Task requirements => In the article about UNC Charlotte's Fulbright ranking, what position does Joël Gallegos hold?

*** Extract to read ***

UNC Charlotte ranked among top Fulbright-producing institutions

Nationally, UNC Charlotte is one of the top producers of Fulbright Scholars, according to a recent article in the Chronicle of Higher Education.

This is a significant achievement, ranking UNC Charlotte alongside other major research institutions, such as the University of California Berkeley, University of Georgia and University of Michigan. But it’s not a surprise either, said Joël Gallegos, assistant provost for international programs.

“This recognition showcases the University’s focus on the world’s interconnectedness and how competitive our faculty members are on a national and international level,” Gallegos stated. “The Fulbright is a prestigious honor, and every level of the University’s leadership – from the chancellor to the provost to the deans to the department chairs – recognizes and values the importance of international engagement.”

gallegosThe Office of International Programs, under Gallegos’ direction, spearheads efforts to prepare UNC Charlotte faculty to apply for the Fulbright Scholars Program. The office sponsors workshops and information sessions each semester to educate faculty about the process; often, these sessions include presentations from former UNC Charlotte Fulbright recipients.

“We have a very good track record with the Fulbrights, and my door is always open to those interested in the program,” said Gallegos. “At any given time, we have a number of Fulbright returnees who can serve as mentors to those interested in submitting applications. They can provide insight and helpful application strategies to our faculty.”

Extending the University’s global reach is an important aspect for UNC Charlotte’s mission as the state’s urban research institution, and having a robust number of Fulbright Scholars on campus is a plus, Gallegos noted.

*** Provided material ***

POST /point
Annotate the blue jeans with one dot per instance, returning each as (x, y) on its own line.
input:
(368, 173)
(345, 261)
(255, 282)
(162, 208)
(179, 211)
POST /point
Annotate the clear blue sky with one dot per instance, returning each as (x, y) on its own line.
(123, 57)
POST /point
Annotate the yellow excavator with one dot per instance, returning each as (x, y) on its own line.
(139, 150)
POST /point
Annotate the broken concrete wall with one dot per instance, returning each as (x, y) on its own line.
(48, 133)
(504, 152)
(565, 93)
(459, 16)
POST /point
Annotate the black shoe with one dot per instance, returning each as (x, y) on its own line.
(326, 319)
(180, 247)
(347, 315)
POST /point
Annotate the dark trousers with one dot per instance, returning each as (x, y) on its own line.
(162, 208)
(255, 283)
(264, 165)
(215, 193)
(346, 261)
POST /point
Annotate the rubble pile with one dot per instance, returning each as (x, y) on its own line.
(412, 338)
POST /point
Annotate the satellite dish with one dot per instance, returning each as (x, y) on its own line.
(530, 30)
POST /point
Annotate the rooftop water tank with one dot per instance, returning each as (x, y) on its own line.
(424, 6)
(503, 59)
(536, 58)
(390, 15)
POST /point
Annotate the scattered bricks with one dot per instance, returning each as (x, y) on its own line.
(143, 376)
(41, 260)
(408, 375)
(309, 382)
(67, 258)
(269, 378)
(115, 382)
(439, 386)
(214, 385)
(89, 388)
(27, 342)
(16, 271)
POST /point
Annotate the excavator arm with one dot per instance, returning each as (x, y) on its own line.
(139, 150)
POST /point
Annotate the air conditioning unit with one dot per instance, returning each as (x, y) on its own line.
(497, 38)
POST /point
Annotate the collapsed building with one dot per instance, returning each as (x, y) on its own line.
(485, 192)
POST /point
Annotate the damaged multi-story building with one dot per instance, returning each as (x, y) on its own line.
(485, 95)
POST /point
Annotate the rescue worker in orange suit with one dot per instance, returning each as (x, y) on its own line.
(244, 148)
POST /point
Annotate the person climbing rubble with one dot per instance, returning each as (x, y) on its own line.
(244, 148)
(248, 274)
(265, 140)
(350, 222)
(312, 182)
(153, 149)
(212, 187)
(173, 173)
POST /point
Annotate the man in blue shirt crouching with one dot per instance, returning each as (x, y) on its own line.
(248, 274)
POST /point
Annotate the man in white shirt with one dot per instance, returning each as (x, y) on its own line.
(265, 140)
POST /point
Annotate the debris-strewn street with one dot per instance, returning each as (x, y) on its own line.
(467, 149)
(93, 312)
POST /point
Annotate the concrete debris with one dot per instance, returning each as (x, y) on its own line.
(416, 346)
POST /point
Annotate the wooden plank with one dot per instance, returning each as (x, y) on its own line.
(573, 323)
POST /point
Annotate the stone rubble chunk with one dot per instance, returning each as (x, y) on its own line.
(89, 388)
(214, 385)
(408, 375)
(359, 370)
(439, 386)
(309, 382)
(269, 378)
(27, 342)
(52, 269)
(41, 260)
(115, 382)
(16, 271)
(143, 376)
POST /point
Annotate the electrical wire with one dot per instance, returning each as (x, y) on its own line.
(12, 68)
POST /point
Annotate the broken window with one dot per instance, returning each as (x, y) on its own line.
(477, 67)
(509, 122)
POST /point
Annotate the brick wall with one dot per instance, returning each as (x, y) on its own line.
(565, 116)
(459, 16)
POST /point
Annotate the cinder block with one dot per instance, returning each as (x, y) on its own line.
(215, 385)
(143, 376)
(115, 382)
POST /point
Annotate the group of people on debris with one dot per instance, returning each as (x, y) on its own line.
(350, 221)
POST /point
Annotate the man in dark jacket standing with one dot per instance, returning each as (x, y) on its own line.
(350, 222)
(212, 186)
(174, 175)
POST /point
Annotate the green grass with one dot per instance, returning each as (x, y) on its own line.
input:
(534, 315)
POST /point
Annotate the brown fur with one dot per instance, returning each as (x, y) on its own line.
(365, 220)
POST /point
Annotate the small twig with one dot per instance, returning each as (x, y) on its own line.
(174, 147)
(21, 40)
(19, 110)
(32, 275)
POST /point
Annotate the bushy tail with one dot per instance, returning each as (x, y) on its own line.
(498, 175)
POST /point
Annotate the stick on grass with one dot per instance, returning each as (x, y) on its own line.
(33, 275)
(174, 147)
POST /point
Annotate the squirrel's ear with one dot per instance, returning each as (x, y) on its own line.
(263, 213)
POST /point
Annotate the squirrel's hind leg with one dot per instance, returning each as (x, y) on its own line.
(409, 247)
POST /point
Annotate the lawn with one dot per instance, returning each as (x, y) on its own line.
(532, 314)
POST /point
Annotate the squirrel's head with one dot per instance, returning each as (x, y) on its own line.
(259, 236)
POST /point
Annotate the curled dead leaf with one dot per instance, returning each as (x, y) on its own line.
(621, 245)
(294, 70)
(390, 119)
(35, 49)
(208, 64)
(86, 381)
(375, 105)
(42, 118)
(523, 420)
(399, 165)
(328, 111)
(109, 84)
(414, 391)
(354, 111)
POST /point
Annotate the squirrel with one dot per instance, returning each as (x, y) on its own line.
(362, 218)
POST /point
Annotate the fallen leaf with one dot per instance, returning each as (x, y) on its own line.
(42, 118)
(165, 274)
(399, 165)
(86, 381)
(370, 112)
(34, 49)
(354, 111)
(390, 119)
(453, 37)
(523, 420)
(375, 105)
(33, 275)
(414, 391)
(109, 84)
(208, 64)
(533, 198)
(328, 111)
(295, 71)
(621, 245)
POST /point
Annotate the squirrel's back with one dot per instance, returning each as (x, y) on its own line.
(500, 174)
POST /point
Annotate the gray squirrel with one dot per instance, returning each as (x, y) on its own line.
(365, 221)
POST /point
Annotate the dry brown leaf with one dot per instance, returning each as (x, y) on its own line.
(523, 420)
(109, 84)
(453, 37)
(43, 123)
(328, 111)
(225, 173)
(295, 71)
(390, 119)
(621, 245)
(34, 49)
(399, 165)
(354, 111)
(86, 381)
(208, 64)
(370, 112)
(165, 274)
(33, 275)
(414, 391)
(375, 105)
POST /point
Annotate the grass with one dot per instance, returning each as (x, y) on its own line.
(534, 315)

***
*** Provided material ***

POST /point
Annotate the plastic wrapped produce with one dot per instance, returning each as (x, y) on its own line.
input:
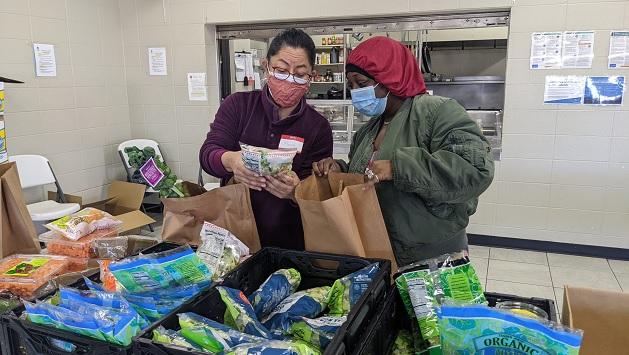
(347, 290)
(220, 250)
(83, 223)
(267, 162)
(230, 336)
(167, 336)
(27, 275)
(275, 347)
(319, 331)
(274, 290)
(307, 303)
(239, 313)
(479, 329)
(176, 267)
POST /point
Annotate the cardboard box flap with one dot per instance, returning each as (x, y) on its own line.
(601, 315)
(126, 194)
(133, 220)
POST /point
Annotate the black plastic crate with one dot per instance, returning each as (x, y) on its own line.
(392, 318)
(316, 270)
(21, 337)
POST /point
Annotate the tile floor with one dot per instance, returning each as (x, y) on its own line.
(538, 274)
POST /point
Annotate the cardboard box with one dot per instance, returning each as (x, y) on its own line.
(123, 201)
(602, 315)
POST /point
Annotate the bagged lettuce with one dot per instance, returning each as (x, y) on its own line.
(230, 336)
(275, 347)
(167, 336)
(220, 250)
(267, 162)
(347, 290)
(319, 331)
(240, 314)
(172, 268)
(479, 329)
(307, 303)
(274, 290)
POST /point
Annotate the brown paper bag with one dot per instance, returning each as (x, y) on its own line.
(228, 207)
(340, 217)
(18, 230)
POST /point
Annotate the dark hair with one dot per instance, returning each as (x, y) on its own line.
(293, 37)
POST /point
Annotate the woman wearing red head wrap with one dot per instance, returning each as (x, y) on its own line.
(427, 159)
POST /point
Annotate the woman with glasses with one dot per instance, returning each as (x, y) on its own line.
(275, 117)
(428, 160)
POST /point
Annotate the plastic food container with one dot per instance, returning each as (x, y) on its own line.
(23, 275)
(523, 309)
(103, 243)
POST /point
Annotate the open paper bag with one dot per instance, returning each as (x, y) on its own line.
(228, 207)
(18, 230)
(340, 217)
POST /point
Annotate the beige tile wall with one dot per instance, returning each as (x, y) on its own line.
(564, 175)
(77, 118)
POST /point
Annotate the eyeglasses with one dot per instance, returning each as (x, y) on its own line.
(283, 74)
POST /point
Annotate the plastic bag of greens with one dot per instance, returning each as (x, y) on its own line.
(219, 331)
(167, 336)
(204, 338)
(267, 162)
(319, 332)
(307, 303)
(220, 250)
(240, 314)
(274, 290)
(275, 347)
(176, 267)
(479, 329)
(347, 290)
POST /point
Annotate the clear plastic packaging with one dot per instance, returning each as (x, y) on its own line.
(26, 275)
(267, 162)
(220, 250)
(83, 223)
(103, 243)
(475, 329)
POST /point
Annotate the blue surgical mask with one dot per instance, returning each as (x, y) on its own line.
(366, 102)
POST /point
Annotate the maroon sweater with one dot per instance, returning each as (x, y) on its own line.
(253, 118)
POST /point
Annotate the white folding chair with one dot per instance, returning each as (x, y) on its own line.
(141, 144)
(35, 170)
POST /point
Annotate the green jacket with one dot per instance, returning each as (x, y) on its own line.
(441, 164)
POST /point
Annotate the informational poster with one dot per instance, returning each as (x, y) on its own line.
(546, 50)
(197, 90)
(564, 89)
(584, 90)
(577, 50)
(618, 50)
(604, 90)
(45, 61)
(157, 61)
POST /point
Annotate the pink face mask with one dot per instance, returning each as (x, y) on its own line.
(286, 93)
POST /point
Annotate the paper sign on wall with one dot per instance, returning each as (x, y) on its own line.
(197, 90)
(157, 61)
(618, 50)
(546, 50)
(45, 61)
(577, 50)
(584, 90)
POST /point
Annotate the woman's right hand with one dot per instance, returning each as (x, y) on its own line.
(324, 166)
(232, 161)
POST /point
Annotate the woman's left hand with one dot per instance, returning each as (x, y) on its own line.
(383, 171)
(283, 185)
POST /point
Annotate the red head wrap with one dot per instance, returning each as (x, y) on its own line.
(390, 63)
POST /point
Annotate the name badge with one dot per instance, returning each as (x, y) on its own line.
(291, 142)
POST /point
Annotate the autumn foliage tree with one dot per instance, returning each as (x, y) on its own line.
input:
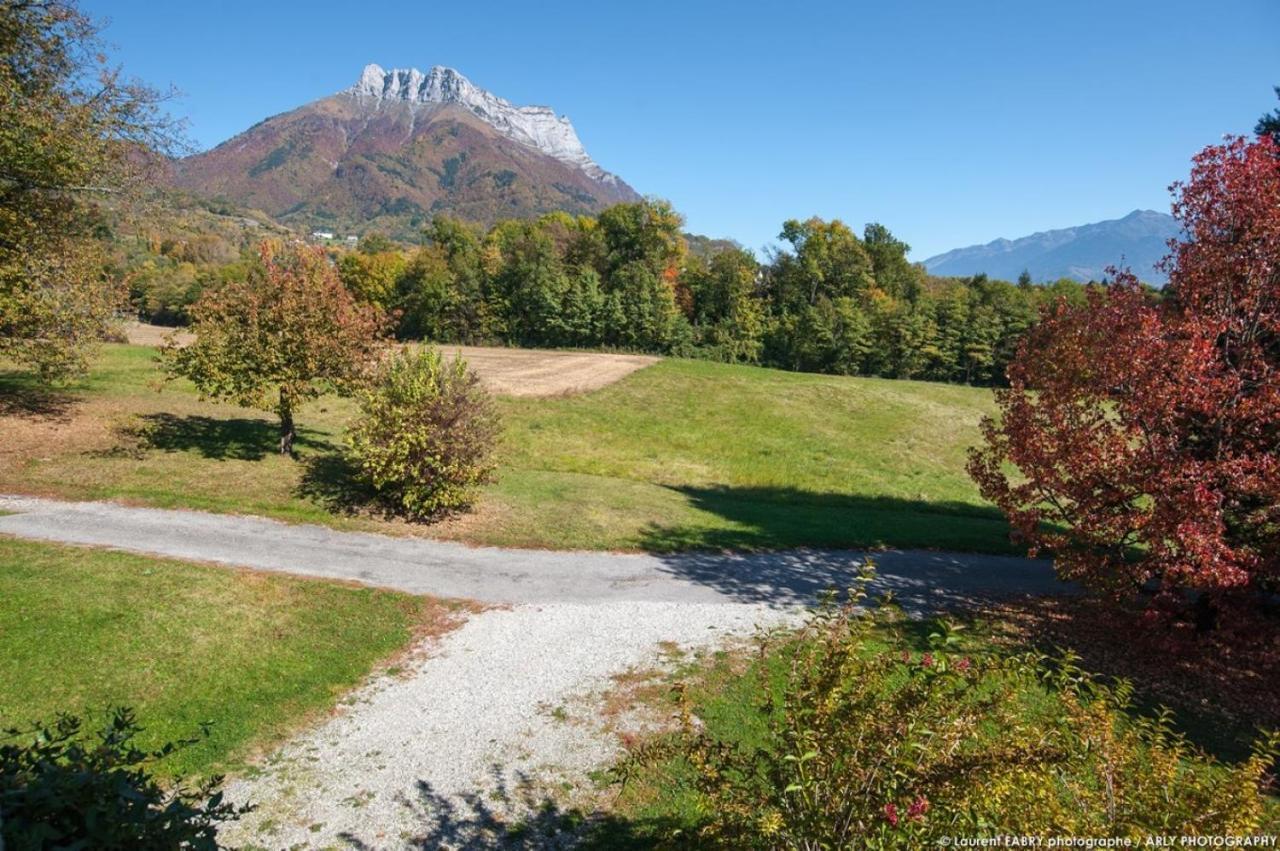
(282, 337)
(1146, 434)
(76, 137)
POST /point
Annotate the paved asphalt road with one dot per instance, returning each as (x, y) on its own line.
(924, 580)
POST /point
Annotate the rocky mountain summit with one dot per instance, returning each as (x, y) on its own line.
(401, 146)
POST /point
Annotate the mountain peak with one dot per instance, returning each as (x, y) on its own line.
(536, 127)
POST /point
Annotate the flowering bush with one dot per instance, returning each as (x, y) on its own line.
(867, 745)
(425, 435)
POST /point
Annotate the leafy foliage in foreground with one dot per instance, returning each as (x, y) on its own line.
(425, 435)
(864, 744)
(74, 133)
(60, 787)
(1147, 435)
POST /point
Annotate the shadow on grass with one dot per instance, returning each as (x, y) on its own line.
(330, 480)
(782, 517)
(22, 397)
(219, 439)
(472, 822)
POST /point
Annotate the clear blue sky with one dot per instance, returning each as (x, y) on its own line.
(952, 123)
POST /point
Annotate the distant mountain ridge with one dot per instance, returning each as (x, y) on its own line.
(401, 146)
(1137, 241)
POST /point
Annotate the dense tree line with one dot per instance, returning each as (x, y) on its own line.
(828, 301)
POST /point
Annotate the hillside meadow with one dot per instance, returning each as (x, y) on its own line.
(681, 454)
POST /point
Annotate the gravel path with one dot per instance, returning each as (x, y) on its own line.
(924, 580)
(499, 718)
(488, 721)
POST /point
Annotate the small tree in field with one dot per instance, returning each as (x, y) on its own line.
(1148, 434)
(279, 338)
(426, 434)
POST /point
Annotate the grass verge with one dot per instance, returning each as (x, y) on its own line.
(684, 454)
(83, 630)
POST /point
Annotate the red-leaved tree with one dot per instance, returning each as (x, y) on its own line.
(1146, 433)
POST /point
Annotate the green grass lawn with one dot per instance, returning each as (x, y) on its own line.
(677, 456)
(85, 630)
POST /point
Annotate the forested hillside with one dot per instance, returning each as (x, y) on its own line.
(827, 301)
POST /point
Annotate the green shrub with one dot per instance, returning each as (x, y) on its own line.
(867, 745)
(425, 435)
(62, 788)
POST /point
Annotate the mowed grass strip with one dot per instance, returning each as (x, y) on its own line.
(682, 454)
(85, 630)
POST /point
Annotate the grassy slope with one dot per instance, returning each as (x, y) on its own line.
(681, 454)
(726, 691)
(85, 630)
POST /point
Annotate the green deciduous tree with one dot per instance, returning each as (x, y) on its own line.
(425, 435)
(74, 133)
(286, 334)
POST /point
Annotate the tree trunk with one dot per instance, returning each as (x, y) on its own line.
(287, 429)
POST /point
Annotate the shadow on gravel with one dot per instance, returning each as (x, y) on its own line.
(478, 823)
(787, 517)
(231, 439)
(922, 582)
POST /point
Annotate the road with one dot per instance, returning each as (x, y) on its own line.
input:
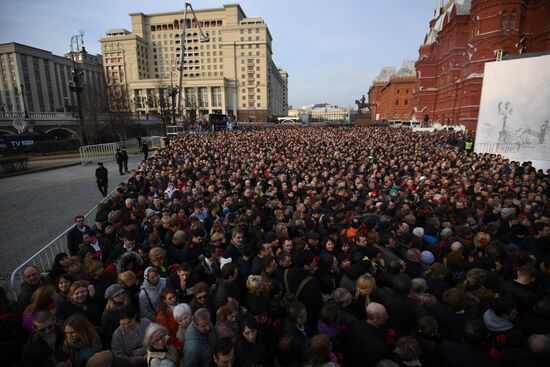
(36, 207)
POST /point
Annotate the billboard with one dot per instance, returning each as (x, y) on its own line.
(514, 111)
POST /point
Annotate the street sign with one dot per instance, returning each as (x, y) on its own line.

***

Finished answer => He is assistant provost for international programs.